[SOURCE TEXT]:
◆ ◆ ◆

El 23/08/2014 20:53, Joaquin M Lopez Munoz escribió:
Mathias Gaunard <mathias.gaunard <at> ens-lyon.org> writes:
On 21/08/2014 12:12, Joaquin M Lopez Munoz wrote:
Some months ago I explored a container-like construct for polymorphic objects that group elements by run-time type so as to greatly speed up for_each processing:
http://bannalia.blogspot.com.es/2014/05/fast-polymorphic-collections.html
IMHO you're comparing oranges and apples, the memory layout and traversal properties are entirely different.
Absolutely, this is precisely the point of the article: if you are managing collections of polymorphics objects and traversal order is not relevant, you are probably better off using something like poly_collection (or the intrusive structure you mention) rather than std::vector<std::unique_ptr<Base>> (or boost::ptr_vector<Base>, for that matter).

◆ ◆ ◆

[GIVEN INFORMATION]:
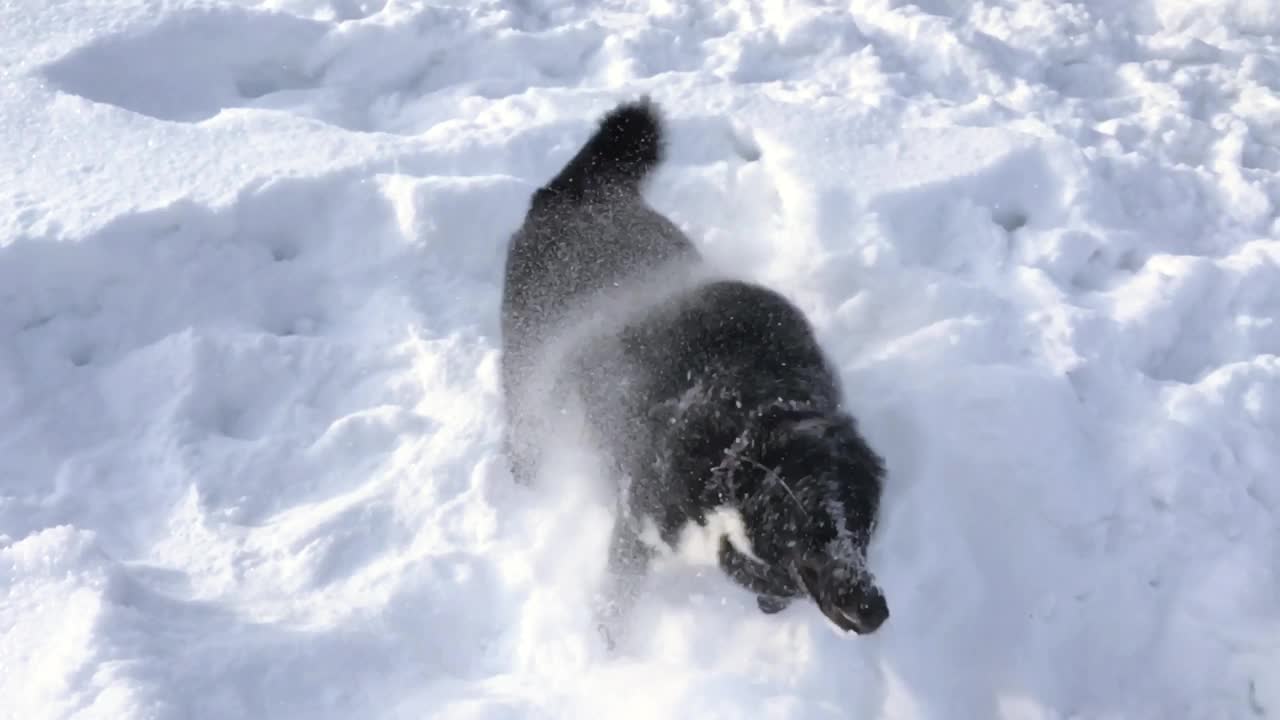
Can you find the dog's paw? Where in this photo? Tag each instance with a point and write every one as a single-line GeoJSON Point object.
{"type": "Point", "coordinates": [771, 605]}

◆ ◆ ◆

[JOBS]:
**a)** Decide whether each statement agrees with the email excerpt, answering yes or no and quoting the words that settle it: (i) the container-like construct groups elements by run-time type; (ii) when traversal order is not relevant, the excerpt favors std::vector<std::unique_ptr<Base>> over poly_collection; (iii) the construct was explored some months earlier.
**b)** According to the email excerpt, what kind of processing was the construct meant to speed up?
The data above is separate material from the email excerpt.

[WRITTEN ANSWERS]:
**a)**
(i) Yes: "group elements by run-time type"
(ii) No: "you are probably better off using something like poly_collection (or the intrusive structure you mention) rather than std::vector<std::unique_ptr<Base>>"
(iii) Yes: "Some months ago I explored a container-like construct"

**b)** It was meant to greatly speed up for_each processing.